== Short task ==
Pull out each line of the data below in which the word "drawer" appears, and list those lines in their original order.

== Supplied material ==
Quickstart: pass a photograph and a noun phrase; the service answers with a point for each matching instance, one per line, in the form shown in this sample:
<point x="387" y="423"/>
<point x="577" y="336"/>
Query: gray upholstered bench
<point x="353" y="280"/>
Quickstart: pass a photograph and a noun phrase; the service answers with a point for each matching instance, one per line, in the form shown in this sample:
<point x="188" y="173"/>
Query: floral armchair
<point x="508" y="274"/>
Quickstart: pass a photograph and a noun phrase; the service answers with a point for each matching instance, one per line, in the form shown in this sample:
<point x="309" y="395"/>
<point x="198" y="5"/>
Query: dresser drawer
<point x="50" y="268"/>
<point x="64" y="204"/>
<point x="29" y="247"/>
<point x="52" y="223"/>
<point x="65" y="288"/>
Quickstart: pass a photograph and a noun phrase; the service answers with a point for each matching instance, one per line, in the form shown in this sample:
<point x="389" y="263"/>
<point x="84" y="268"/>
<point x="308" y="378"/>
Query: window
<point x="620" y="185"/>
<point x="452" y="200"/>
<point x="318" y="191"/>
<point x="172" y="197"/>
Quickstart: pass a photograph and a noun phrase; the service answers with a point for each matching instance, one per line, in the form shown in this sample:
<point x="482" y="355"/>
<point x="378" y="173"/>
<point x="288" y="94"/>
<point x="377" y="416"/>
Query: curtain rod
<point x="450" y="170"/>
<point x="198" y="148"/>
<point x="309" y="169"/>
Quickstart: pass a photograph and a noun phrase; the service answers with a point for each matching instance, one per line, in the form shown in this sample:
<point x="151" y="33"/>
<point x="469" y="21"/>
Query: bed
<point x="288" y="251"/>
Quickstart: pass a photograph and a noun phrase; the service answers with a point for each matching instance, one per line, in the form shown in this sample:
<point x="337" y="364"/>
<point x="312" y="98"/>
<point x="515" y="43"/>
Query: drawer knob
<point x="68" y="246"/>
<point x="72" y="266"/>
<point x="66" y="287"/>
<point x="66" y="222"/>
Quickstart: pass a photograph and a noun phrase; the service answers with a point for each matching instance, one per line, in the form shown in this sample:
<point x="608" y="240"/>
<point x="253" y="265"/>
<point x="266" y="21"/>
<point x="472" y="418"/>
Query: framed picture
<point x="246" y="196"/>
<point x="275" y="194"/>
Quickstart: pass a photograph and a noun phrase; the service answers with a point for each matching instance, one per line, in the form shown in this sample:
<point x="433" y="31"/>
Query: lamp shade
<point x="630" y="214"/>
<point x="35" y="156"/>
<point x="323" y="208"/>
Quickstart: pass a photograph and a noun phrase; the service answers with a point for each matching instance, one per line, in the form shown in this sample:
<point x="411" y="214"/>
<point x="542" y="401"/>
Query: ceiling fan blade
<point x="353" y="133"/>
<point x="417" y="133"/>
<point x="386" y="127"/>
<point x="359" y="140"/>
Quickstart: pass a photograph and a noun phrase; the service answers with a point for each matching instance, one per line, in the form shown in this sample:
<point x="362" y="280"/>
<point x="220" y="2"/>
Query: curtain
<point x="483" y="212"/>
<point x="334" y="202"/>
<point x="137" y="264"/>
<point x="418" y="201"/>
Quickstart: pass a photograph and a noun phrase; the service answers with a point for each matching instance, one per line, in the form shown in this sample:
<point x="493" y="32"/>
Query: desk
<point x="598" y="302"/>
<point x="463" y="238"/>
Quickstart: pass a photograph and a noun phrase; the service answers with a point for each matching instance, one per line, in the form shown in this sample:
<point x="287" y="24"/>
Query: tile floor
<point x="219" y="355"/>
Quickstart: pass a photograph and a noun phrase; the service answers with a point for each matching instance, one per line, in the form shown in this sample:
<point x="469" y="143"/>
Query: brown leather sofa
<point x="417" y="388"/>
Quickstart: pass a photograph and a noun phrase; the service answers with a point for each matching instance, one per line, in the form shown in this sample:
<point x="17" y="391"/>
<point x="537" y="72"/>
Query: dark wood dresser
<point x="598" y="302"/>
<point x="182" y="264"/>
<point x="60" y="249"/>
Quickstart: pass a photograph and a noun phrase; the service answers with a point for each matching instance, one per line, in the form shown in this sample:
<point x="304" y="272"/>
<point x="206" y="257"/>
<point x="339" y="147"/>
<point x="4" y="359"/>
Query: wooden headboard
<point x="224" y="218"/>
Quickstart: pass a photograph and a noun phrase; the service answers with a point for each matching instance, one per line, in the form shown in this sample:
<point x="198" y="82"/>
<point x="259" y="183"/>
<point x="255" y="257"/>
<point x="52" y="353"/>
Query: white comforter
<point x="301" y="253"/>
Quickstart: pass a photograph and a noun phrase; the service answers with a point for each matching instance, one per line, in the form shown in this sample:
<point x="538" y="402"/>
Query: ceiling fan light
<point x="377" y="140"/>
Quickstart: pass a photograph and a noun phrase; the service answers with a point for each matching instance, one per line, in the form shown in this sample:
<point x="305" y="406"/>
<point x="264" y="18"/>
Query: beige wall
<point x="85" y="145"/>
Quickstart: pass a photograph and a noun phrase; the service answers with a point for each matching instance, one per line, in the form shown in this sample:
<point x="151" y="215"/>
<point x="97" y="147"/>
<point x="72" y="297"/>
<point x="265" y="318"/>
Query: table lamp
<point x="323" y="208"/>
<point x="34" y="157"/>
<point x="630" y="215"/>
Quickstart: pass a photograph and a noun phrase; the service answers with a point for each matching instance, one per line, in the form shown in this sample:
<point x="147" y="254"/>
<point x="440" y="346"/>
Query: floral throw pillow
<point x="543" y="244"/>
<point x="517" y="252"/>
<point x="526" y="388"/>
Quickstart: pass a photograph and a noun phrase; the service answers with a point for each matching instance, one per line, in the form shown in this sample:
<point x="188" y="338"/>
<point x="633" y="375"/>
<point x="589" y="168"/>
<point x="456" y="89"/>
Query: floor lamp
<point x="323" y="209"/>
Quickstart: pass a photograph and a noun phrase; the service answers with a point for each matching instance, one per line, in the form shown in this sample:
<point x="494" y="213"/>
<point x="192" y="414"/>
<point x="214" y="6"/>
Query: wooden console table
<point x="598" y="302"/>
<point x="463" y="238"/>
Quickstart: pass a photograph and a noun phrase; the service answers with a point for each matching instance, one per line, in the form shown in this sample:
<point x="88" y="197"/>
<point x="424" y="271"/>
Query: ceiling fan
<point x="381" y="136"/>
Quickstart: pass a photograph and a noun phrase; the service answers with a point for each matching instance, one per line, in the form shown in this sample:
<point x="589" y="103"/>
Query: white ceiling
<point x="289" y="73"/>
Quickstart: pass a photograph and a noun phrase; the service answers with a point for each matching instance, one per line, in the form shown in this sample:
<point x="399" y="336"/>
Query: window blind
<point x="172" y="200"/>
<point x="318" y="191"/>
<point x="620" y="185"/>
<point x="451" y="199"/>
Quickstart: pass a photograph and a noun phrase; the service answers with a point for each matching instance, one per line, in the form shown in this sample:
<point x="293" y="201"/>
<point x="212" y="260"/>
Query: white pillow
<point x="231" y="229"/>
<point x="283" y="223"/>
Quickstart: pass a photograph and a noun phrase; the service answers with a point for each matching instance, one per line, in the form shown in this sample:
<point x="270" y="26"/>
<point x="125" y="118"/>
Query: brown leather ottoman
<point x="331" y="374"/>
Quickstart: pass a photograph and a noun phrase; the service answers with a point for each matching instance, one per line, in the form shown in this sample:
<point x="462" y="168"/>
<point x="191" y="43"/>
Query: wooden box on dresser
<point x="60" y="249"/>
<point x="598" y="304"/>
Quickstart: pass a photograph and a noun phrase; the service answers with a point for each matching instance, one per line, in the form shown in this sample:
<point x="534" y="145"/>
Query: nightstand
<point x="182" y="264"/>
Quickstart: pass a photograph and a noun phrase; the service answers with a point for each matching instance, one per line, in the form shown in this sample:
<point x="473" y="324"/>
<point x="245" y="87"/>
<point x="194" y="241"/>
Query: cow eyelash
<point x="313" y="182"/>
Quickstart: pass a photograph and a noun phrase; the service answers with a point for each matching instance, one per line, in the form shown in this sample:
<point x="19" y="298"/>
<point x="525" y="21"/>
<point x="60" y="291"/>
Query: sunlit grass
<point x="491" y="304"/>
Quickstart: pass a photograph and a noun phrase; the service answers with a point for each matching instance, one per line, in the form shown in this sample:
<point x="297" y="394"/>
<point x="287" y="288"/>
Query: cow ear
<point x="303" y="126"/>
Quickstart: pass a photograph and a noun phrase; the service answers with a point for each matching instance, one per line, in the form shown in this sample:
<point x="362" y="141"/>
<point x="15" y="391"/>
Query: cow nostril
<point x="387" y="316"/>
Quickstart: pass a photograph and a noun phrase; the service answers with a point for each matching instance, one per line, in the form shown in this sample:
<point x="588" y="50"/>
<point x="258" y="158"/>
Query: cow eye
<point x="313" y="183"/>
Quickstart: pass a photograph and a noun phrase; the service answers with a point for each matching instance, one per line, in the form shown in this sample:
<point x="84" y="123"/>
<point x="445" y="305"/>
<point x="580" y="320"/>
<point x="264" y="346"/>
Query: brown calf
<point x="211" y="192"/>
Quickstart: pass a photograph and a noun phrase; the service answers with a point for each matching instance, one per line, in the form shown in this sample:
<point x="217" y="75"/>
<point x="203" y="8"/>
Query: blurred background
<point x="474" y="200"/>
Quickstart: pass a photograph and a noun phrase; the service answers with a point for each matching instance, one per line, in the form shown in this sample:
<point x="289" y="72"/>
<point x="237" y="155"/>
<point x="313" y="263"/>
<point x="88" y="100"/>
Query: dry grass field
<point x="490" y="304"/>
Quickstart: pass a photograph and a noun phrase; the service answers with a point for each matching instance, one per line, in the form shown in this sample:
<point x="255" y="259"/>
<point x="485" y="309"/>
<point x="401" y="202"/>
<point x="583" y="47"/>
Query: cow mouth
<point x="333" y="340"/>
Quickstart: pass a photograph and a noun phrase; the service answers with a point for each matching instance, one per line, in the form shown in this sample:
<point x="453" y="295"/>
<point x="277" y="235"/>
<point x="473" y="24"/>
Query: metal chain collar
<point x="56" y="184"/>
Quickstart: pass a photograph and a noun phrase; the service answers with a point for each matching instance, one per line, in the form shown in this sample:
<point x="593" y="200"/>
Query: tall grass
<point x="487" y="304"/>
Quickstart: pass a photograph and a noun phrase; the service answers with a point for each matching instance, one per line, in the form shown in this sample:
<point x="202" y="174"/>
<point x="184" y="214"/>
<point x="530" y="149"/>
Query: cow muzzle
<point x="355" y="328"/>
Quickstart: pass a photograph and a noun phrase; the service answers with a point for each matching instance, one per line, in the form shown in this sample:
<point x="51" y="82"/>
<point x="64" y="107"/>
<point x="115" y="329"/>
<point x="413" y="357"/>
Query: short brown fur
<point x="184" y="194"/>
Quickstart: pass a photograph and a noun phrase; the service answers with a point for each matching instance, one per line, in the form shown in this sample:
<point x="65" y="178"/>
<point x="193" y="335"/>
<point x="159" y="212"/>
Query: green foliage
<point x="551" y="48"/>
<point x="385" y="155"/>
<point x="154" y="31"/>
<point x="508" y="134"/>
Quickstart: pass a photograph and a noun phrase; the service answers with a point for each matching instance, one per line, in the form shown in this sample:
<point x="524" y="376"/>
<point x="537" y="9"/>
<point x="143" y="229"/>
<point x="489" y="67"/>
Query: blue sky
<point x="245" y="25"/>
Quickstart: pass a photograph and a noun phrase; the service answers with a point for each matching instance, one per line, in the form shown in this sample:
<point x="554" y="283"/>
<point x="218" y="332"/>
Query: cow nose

== Full answer ==
Query: dresser drawer
Query: drawer knob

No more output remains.